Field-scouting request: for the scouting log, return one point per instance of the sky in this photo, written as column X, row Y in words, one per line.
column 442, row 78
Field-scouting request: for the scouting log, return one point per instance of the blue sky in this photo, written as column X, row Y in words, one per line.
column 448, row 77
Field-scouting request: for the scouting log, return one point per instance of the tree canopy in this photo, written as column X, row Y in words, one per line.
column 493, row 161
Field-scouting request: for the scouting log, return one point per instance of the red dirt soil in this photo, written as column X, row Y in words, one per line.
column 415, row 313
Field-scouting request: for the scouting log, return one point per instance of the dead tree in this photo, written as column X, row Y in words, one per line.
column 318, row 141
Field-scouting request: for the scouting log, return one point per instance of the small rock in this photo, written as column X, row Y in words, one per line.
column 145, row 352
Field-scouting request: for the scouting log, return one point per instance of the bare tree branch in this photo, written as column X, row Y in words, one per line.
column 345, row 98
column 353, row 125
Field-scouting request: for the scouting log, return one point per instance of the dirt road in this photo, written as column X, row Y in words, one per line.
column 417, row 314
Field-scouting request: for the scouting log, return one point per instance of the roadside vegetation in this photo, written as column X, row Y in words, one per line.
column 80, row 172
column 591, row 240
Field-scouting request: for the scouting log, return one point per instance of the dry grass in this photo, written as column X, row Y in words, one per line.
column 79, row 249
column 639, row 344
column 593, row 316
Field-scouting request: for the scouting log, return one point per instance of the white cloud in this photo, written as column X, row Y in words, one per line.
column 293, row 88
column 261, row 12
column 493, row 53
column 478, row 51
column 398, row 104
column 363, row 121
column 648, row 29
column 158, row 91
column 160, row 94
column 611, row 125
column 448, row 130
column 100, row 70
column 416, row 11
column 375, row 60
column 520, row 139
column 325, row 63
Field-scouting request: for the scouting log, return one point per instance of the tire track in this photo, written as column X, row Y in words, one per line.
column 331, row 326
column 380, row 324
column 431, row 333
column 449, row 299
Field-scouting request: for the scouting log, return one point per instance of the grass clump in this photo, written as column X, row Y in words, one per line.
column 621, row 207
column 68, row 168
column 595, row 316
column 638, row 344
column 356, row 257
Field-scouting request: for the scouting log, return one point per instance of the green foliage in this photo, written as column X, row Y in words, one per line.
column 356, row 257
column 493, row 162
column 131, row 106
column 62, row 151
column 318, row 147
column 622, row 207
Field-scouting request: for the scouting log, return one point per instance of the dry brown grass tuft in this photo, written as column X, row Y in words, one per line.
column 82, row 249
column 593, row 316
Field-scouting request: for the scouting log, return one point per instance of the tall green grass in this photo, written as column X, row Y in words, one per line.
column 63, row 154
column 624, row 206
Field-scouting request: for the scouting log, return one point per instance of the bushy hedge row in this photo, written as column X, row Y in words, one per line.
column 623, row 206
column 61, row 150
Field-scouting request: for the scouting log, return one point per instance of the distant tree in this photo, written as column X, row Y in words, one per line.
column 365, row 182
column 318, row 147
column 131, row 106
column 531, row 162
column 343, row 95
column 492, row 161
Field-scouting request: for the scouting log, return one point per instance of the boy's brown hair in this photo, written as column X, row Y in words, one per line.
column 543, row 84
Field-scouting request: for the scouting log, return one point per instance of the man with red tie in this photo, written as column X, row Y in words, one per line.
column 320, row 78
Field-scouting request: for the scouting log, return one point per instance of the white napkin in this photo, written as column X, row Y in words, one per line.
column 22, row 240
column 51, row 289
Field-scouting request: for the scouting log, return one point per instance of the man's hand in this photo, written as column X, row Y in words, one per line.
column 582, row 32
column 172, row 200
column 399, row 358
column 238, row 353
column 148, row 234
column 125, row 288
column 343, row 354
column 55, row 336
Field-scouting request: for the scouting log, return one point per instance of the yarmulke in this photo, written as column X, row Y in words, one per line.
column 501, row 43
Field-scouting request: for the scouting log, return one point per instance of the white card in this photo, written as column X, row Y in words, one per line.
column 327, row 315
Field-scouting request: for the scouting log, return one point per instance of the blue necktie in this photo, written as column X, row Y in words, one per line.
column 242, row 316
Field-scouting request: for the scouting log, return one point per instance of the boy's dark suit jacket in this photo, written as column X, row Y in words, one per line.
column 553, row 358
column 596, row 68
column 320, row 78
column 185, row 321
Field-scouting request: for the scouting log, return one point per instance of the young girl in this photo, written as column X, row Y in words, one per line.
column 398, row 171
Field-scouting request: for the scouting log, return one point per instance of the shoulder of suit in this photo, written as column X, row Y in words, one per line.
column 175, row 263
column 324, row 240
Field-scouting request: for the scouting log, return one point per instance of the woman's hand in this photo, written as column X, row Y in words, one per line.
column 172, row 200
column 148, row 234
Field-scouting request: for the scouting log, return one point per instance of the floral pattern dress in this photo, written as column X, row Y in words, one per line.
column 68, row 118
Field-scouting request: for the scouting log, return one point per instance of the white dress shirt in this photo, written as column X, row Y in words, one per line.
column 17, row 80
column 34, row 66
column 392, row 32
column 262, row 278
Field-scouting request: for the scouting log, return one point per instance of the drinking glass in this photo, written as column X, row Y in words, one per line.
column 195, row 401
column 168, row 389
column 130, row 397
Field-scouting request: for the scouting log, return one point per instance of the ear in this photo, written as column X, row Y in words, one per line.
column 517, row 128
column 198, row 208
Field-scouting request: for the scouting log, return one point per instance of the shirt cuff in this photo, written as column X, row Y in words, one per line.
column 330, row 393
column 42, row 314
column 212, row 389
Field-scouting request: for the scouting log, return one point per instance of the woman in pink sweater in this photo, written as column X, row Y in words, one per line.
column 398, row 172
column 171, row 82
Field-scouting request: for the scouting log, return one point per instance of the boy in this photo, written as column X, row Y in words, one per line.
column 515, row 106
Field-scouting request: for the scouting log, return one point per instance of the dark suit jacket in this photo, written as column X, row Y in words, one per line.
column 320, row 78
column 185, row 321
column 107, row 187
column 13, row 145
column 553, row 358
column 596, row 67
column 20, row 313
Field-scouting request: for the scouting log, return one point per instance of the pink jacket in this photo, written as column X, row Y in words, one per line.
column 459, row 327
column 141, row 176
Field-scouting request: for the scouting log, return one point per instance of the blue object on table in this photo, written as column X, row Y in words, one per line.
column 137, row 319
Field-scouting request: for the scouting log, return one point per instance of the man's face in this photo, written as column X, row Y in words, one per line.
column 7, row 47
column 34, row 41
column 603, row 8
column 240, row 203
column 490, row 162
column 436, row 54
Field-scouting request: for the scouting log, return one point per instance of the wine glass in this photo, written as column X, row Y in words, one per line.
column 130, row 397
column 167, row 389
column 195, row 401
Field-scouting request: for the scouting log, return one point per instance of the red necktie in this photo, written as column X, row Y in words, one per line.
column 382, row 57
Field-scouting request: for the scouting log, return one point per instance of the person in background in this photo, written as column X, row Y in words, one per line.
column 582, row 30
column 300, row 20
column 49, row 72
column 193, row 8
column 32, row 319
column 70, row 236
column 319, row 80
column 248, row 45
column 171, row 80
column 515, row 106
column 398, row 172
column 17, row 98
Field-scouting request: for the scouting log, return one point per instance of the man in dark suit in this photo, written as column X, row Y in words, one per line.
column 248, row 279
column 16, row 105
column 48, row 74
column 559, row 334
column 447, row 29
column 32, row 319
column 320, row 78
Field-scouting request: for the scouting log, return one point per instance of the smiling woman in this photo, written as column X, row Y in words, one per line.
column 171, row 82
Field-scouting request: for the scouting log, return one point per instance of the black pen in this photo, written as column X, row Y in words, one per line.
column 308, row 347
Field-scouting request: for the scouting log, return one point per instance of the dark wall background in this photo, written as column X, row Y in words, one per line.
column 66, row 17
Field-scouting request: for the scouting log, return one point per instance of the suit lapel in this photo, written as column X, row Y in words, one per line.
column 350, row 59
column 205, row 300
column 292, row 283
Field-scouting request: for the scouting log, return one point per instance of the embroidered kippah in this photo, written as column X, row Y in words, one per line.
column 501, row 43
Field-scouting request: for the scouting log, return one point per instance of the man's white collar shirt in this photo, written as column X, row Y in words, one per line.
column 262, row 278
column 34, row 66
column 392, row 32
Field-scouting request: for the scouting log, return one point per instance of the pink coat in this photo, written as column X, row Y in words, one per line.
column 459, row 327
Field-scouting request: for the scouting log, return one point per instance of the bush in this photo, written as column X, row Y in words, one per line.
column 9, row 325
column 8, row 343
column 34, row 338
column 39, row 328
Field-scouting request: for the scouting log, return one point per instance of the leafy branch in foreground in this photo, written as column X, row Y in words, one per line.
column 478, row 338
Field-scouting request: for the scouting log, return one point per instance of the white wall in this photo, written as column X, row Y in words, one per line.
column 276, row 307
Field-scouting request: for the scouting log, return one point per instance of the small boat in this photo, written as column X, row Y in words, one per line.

##############################

Work required
Format the data as a two-column CSV with the columns "text" and "answer", one row for each text paired with its answer, every field in quotation marks and any line breaks turned into spaces. Begin at the start of the data and stop after the line that has "column 145, row 352".

Reply to the task
text,answer
"Field-scouting request: for the scouting log, return one point per instance of the sky in this photo, written as column X, row Y in words, one per line.","column 442, row 78"
"Field-scouting request: for the scouting log, return one point per instance of the blue sky in this photo, written as column X, row Y in words, one per line.","column 448, row 77"
"Field-scouting request: for the scouting log, return one point per instance of the tree canopy in this photo, written as column X, row Y in words, one per line.","column 493, row 161"
"Field-scouting request: for the scouting log, return one point per instance of the red dirt soil in this photo, written as column X, row Y in words, one per line.","column 415, row 313"
"Field-scouting request: for the scouting log, return one point per instance of the dead tree in this photo, written as column X, row Y in words, one per line.","column 318, row 141"
"Field-scouting request: for the scouting log, return one point per instance of the small rock in this photo, written as column X, row Y in words, one per line.","column 145, row 352"